#### FRAGMENTO DE PÁGINA:
= = = =

La Anunciación del Señor – 2012
March 27, 2012
Celebramos hoy la fiesta de la Anunciación de la encarnación del Hijo de Dios. La fe en la encarnación, explícitamente atestiguada al menos a partir del siglo II, era ya la fe de la Iglesia apostólica. Sin embargo, la fiesta del “anuncio de la divina encarnación a la bienaventurada Virgen María”, como se la denominó al principio, se menciona por primera vez en un texto del concilio de Toledo del año 656. Unos treinta años más tarde se encuentra también en Roma. La fecha del 25 de marzo no se impuso inmediatamente en todas partes. Todavía hacia el año 1000, en España, así como en otros ritos, se celebraba una semana antes de Navidad, es decir, el 18 de diciembre. Paulatinamente fue cundiendo la fecha del 25 de marzo.
La aparición en la tierra de un personaje extraordinario ha sido, con frecuencia, marcada, bien a priori o a posteriori, de manera portentosa. En el Antiguo Testamente hay muchas historias parecidas a la anunciación descrita por Lucas. Así, tenemos, por ejemplo el nacimiento de Isaac (Gn. 21: 5; 171,17) el de Esaú y Jacob (Gn. 25:21-26), el de José (Gn. 30:22-24), el de Sansón (Jueces 13:2-25) y el de Samuel (1 Samuel 1:1-20). San Lucas también ofrece la anunciación del nacimiento de Juan el Bautista (Lucas 1:5-25).
El objetivo que persiguen estas narraciones es el de familiarizar al lector y a los oyentes con la persona que va a nacer y con el papel que va ejercer en la historia de la salvación y de la humanidad. Evidentemente, el tono del anuncio indica siempre que se trata de un personaje importante. Por eso, siempre hay elementos que rayan con lo milagroso o extraordinario. Los progenitores del futuro personaje podrían ser ancianos o estériles o, en el caso de María, no estar casada. Para que en esas circunstancias se produzca un nacimiento se deben dar también unas intervenciones de lo alto.
En la primera lectura vemos que la profecía de Isaías al rey Acáz: “La joven está embarazada y dará a luz un hijo, y le pondrá por nombre Emanuel” (Isaías 7:14), mantuvo viva la ardiente esperanza en el nacimiento de un hijo de David por quien el Señor estaría finalmente y para siempre en medido se su pueblo. Ninguno de los herederos del trono, algunos de los cuales faltaron a su misión, era realmente Emanuel o “Dios con nosotros”. Por eso la esperanza fue apuntando siempre a otro descendiente de David, que sería alguien fuera de lo común. Este es Jesús, el Hijo de Dios hecho hombre, en quien la fe reconoce al Salvador anunciado.
Ahora pasemos brevemente nuestra atención a María. En el Antiguo Testamento hubo mujeres que jugaron un papel importante en el nacimiento de sus hijos profetas. Todas esas mujeres “gozaron del favor de Dios” y “Dios estaba con ellas”. Fueron ensalzadas y benditas. El Antiguo Testamento ni hubiera existido ni se hubiera escrito sin ellas. Tampoco el Nuevo Testamento hubiera existido sin el papel desempeñado por una mujer, en este caso, María.

= = = =

#### CONSIGNA 1:
Determine si cada afirmación concuerda con el fragmento sobre la Anunciación; conteste sí o no y cite literalmente las palabras del fragmento que lo deciden.
(a) La fiesta aparece mencionada por primera vez en un texto del concilio de Toledo del año 656.
(b) La fecha del 25 de marzo se adoptó de inmediato en todas partes.
(c) Hacia el año 1000, en España la fiesta se celebraba el 18 de diciembre.
Estas entradas no guardan relación alguna con el fragmento.

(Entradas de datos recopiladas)
= = = =

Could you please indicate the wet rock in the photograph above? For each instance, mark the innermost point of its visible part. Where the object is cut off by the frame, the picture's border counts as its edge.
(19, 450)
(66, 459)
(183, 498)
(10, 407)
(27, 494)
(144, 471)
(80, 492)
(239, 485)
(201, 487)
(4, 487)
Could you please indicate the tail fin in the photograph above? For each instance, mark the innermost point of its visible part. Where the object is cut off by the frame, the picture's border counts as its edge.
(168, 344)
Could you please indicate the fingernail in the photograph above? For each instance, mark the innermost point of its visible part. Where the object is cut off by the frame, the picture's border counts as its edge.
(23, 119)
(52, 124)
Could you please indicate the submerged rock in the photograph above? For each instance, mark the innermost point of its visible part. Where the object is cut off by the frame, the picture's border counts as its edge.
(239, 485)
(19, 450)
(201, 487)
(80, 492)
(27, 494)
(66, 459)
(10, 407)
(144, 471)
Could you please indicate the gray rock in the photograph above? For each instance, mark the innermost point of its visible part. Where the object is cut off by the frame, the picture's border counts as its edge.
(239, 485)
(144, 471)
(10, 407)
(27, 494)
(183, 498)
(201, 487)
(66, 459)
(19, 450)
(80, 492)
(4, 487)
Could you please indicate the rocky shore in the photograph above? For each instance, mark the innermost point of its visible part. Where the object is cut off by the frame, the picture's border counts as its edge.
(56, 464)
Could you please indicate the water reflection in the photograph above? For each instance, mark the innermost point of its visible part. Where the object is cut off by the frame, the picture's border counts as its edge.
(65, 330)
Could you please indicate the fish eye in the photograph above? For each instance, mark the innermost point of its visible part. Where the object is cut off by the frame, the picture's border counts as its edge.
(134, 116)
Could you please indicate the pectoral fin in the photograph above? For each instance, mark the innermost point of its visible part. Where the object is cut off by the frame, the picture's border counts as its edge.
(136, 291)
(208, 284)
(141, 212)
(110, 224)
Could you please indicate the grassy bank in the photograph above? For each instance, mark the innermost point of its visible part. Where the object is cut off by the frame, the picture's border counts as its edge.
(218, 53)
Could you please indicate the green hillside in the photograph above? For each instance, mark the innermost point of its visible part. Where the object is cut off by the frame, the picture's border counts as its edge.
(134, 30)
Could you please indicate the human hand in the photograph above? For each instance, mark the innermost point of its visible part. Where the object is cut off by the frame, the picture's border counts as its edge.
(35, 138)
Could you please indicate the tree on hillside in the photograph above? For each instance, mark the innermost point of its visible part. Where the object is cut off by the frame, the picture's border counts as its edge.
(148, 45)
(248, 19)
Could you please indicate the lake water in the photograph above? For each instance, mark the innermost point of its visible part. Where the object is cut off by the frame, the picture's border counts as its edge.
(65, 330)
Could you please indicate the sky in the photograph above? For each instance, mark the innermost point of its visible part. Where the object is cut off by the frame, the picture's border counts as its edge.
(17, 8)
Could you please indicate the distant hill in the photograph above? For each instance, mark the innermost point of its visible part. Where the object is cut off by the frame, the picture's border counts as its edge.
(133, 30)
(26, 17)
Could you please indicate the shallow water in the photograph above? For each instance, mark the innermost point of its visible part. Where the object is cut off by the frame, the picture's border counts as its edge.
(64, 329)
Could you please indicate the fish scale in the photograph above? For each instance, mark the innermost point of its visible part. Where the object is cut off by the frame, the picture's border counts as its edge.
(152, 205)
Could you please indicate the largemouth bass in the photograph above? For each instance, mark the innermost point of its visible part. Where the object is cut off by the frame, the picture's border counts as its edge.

= = = =

#### CONSIGNA 2:
Recopile cada línea de las entradas que contenga la cadena "fish", distinguiendo entre mayúsculas y minúsculas.

#### RESPUESTA COMPLETA 1:
(a) Sí: «se menciona por primera vez en un texto del concilio de Toledo del año 656».
(b) No: «La fecha del 25 de marzo no se impuso inmediatamente en todas partes».
(c) Sí: «Todavía hacia el año 1000, en España, así como en otros ritos, se celebraba una semana antes de Navidad, es decir, el 18 de diciembre».

#### RESPUESTA COMPLETA 2:
Could you please indicate the fish eye in the photograph above? For each instance, mark the innermost point of its visible part. Where the object is cut off by the frame, the picture's border counts as its edge.
Could you please indicate the fish scale in the photograph above? For each instance, mark the innermost point of its visible part. Where the object is cut off by the frame, the picture's border counts as its edge.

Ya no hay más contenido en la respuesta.